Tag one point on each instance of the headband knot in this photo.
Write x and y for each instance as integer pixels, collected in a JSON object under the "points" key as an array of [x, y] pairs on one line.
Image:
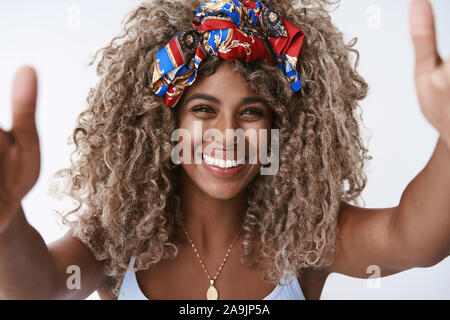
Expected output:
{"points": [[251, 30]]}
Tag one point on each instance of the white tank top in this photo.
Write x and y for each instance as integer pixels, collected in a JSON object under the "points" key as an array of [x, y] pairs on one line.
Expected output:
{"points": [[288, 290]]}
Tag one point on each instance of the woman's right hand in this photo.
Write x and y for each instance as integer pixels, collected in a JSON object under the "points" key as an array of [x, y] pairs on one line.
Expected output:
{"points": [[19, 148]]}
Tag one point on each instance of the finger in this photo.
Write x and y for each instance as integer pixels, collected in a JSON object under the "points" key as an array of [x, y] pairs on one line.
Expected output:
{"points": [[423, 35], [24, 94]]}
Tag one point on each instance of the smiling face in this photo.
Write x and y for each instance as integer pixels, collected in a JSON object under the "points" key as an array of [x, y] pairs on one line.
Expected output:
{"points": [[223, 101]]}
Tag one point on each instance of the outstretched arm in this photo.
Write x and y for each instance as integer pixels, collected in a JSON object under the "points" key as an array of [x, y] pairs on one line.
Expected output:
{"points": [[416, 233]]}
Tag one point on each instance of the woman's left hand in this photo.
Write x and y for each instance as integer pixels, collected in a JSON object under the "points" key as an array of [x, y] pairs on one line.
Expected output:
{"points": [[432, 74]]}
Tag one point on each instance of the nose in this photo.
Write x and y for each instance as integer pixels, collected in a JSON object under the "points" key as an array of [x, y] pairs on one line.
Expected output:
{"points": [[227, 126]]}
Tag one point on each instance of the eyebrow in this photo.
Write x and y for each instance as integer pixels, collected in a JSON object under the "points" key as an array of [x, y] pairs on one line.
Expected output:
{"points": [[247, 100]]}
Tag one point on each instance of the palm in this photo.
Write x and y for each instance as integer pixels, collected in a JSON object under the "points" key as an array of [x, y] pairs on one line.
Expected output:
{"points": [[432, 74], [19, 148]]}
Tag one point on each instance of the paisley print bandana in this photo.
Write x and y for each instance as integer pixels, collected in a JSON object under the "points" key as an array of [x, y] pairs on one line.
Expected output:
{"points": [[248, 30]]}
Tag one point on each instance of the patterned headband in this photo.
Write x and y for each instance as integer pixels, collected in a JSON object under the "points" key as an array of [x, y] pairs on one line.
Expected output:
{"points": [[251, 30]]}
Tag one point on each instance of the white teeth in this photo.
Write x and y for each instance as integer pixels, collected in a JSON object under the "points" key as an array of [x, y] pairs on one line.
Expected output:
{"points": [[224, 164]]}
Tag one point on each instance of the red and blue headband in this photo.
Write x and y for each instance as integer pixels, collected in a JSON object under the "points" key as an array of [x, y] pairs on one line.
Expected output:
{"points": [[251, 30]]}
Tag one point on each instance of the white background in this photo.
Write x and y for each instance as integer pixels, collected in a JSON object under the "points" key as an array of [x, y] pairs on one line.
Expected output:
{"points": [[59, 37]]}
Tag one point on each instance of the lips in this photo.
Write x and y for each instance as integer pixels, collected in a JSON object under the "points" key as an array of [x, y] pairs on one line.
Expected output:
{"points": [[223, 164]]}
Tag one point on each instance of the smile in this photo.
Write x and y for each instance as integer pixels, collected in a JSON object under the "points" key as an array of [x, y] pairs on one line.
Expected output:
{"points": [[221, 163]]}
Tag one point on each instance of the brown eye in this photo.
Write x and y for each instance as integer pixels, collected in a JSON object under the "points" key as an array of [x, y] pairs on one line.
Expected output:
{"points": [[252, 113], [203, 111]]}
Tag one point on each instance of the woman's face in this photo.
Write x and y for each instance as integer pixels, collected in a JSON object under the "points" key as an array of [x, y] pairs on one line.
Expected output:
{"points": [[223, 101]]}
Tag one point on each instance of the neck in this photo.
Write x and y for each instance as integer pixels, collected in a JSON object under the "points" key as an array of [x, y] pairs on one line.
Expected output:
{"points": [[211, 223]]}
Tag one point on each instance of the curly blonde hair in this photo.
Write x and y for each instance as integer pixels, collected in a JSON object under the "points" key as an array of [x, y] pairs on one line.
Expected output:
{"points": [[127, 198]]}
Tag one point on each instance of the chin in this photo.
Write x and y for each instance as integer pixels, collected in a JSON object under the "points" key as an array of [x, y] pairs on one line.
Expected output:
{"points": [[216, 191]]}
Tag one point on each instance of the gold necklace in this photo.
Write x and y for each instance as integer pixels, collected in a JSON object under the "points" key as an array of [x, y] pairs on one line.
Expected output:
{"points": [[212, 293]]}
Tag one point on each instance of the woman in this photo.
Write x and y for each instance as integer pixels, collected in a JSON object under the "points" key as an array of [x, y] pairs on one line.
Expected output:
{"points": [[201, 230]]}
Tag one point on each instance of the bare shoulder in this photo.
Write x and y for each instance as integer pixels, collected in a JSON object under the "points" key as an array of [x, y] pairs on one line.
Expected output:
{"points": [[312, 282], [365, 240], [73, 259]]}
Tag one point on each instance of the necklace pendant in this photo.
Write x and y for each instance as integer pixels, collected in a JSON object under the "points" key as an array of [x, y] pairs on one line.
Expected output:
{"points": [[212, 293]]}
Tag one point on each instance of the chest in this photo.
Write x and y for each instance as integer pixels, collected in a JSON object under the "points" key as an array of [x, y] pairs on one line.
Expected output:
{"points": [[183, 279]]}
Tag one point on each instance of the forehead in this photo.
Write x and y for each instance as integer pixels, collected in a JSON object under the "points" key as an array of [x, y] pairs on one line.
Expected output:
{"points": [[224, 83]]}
...
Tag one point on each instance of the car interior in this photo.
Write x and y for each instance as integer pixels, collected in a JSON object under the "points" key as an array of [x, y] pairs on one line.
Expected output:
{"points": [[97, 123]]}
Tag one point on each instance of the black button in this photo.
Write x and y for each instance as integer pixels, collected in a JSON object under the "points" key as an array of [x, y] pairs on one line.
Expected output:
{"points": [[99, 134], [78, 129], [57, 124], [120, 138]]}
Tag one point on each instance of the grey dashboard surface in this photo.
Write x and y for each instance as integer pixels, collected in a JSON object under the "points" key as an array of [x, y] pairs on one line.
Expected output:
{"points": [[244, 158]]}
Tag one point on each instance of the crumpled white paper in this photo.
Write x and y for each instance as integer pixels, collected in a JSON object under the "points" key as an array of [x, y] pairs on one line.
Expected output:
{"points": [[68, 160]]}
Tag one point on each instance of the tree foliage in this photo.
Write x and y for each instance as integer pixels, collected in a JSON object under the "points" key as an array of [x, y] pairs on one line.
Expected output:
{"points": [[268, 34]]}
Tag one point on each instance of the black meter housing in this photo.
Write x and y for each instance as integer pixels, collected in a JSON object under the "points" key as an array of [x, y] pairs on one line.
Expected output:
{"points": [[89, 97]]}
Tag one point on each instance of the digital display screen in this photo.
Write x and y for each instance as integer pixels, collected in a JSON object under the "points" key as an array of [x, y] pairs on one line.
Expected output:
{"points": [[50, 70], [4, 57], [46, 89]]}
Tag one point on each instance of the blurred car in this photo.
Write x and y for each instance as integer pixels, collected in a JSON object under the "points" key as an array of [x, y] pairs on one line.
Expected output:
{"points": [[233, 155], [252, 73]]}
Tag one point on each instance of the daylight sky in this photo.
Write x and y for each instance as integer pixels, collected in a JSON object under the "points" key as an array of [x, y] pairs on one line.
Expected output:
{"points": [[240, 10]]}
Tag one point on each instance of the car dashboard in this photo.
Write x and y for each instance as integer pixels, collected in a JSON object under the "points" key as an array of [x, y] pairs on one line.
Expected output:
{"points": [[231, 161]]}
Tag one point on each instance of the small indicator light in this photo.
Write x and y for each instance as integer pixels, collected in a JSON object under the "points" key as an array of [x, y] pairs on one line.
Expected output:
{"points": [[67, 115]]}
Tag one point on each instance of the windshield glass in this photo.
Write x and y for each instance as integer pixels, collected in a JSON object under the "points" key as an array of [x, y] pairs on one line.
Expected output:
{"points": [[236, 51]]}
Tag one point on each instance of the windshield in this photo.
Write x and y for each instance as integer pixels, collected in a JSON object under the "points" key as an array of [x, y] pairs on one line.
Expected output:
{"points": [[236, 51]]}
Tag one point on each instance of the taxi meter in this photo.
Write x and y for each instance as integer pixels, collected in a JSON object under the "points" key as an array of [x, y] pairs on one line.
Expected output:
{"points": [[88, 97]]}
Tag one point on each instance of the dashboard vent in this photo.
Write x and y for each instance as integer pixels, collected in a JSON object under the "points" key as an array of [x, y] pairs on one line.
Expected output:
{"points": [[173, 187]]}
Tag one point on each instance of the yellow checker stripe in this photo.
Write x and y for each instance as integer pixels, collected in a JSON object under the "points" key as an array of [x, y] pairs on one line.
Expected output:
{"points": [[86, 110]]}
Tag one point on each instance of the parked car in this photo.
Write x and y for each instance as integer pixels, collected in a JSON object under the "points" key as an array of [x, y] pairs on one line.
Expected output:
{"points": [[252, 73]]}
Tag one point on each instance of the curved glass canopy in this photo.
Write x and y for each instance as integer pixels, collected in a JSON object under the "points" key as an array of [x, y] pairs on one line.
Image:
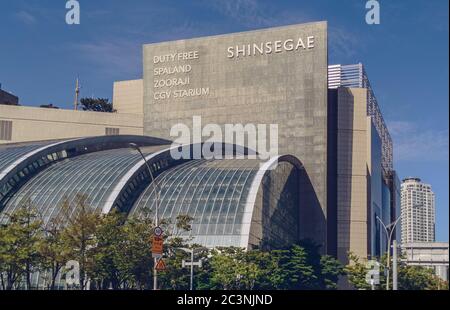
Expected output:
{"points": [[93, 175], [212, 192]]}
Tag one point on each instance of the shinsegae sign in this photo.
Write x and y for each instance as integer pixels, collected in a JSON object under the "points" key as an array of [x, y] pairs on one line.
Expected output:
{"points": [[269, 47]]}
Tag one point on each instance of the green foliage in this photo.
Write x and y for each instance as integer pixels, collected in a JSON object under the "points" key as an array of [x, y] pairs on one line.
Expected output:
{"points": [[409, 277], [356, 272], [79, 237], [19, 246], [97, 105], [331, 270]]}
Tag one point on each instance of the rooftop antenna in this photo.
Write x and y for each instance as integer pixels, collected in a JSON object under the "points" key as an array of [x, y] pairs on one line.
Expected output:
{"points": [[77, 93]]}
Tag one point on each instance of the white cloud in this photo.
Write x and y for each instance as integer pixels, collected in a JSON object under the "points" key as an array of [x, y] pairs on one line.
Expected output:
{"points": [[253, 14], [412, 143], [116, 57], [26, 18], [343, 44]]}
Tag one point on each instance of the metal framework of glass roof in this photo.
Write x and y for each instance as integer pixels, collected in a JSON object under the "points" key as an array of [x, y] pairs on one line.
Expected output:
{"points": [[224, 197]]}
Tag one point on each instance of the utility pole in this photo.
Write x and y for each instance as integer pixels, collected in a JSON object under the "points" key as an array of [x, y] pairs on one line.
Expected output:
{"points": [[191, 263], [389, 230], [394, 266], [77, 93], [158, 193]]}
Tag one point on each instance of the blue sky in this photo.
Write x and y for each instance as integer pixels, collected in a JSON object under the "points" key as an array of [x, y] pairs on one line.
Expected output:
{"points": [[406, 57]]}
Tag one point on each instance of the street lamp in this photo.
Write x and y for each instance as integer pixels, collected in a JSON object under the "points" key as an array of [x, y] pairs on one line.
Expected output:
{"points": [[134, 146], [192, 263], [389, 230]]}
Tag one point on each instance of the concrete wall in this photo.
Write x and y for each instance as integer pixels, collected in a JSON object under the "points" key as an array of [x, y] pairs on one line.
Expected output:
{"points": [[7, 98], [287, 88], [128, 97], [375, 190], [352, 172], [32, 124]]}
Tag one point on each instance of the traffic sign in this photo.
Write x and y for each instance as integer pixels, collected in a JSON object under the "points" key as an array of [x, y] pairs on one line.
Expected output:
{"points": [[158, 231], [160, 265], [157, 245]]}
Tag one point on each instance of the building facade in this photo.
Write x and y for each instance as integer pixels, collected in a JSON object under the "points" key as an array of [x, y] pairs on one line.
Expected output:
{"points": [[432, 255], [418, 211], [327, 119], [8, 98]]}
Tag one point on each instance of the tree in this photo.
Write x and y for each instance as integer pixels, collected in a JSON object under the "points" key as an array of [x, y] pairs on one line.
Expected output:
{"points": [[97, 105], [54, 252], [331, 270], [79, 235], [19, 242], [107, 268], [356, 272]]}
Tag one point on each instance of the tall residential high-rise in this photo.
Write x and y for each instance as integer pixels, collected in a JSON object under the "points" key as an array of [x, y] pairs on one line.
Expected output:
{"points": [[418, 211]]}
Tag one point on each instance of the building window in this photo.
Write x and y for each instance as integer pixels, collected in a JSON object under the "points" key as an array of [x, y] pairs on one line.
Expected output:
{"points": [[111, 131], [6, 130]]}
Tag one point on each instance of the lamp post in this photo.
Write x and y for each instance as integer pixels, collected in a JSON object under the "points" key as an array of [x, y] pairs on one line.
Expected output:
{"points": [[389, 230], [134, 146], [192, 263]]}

### [Objective]
Give the number of lines in the entries above that contain the string "blue", with case counting. Reply with the number only.

### [Written response]
2